Records drawn from a dataset

━━━━━━━━━━━━━━━━━━━━━━━━━━━━━━

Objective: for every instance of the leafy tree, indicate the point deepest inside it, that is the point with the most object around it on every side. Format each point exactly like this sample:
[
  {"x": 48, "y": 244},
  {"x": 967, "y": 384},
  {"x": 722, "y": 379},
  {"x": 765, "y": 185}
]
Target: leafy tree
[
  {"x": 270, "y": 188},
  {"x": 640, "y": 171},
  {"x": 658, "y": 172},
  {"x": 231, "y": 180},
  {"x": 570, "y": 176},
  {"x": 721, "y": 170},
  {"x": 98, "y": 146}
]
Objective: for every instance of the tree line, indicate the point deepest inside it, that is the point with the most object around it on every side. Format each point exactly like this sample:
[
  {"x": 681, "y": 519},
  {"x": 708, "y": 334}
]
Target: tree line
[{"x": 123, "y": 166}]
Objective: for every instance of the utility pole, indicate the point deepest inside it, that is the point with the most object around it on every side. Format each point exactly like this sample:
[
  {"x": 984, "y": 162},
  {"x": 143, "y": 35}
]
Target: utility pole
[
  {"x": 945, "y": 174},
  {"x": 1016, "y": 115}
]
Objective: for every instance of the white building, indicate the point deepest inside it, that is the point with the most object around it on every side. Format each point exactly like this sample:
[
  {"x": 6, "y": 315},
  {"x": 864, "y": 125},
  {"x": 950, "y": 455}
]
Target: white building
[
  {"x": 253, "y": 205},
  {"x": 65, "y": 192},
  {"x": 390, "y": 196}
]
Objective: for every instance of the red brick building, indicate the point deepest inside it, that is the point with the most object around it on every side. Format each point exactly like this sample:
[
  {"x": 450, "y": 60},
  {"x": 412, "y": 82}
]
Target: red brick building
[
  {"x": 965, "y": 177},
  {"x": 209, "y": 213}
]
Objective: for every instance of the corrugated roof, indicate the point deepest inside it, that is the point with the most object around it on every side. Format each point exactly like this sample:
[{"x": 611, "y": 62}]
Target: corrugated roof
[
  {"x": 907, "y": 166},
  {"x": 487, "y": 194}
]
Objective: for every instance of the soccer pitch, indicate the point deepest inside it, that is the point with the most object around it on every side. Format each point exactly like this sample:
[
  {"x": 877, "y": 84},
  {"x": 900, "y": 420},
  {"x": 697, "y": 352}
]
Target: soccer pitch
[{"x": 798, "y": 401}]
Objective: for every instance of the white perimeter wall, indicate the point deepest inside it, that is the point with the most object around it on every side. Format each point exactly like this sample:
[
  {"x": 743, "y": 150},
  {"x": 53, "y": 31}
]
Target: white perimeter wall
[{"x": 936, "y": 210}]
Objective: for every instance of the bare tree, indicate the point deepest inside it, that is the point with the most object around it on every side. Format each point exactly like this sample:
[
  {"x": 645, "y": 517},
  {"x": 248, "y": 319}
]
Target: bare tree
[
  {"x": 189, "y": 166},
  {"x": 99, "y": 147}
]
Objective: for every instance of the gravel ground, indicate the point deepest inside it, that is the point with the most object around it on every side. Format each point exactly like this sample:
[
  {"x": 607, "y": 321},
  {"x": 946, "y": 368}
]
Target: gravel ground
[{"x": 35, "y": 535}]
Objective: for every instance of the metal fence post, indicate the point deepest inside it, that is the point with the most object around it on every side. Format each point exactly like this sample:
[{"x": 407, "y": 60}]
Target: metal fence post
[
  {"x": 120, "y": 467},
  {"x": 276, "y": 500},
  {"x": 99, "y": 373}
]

━━━━━━━━━━━━━━━━━━━━━━━━━━━━━━

> _Exercise description_:
Would you repeat all of the entries exactly?

> _Result below_:
Objective: for every instance of the leafy tree, indicate the point deepest inside it, that is the point with the most object around it on every side. Format each point exactly like this sample:
[
  {"x": 48, "y": 244},
  {"x": 967, "y": 384},
  {"x": 722, "y": 379},
  {"x": 765, "y": 185}
]
Target: leafy tree
[
  {"x": 270, "y": 188},
  {"x": 640, "y": 171},
  {"x": 658, "y": 172},
  {"x": 231, "y": 180},
  {"x": 570, "y": 176},
  {"x": 721, "y": 170},
  {"x": 98, "y": 146}
]
Objective: for every instance of the tree line, indicate the point deepest inside it, that is the point with the most object around it on every side. Format each point exactly like this sample:
[
  {"x": 681, "y": 519},
  {"x": 708, "y": 334}
]
Target: tree line
[{"x": 123, "y": 166}]
Objective: for every instance of the utility pole, indicate the point deepest inside it, that is the point with the most object around it on every side. Format each point exactly like this sample:
[
  {"x": 984, "y": 162},
  {"x": 143, "y": 35}
]
Target: utility pole
[
  {"x": 945, "y": 174},
  {"x": 1016, "y": 115}
]
Objective: for every instance of the white building, indicate the point deepest inside it, that is the point with the most object around it on every side. Format each point exactly like this sample:
[
  {"x": 6, "y": 315},
  {"x": 864, "y": 125},
  {"x": 950, "y": 455}
]
Target: white building
[
  {"x": 253, "y": 205},
  {"x": 65, "y": 192},
  {"x": 390, "y": 196}
]
Objective: for every instance of the red brick building, indicate the point deepest inside it, that is the point with the most object around it on every side. Format each point exactly like this sample:
[
  {"x": 450, "y": 60},
  {"x": 412, "y": 82}
]
Target: red brick building
[
  {"x": 965, "y": 177},
  {"x": 209, "y": 213}
]
Objective: for every instance of the corrugated roof, indicate the point deepest inside it, that is the point with the most object around it on every side. Format each point exactly like this sample:
[{"x": 611, "y": 62}]
Target: corrugated roof
[
  {"x": 907, "y": 166},
  {"x": 487, "y": 194}
]
Objective: for every instance of the soccer pitch, indicate the point deepest inside it, that is the point with the most object around it on every side. Format each point exactly like this sample:
[
  {"x": 877, "y": 84},
  {"x": 900, "y": 420},
  {"x": 697, "y": 352}
]
Target: soccer pitch
[{"x": 798, "y": 401}]
Objective: for every instance of the white perimeter wall, indicate the point deepest inside it, that is the point with the most object around it on every side. Format each point exactly like this sample:
[
  {"x": 743, "y": 150},
  {"x": 53, "y": 31}
]
Target: white perimeter wall
[{"x": 936, "y": 210}]
Objective: for every instance of the bare tree, indicate the point deepest inside it, that is the point with the most object around it on every side. Format each point exactly like this sample:
[
  {"x": 645, "y": 517},
  {"x": 248, "y": 319}
]
Target: bare tree
[
  {"x": 189, "y": 166},
  {"x": 99, "y": 147}
]
Objective: for every instance of the gravel ground, indicate the point deepest inside it, that is the point with the most object around it on every side. Format each point exactly like this sample:
[
  {"x": 607, "y": 321},
  {"x": 946, "y": 368}
]
Target: gravel ground
[{"x": 35, "y": 535}]
Objective: for every instance of the metal fence post, indicate the point deepest inside it, that is the point with the most object around it on every side. Format each point exactly like this sample:
[{"x": 407, "y": 60}]
Target: metal fence post
[
  {"x": 120, "y": 467},
  {"x": 276, "y": 500},
  {"x": 99, "y": 373}
]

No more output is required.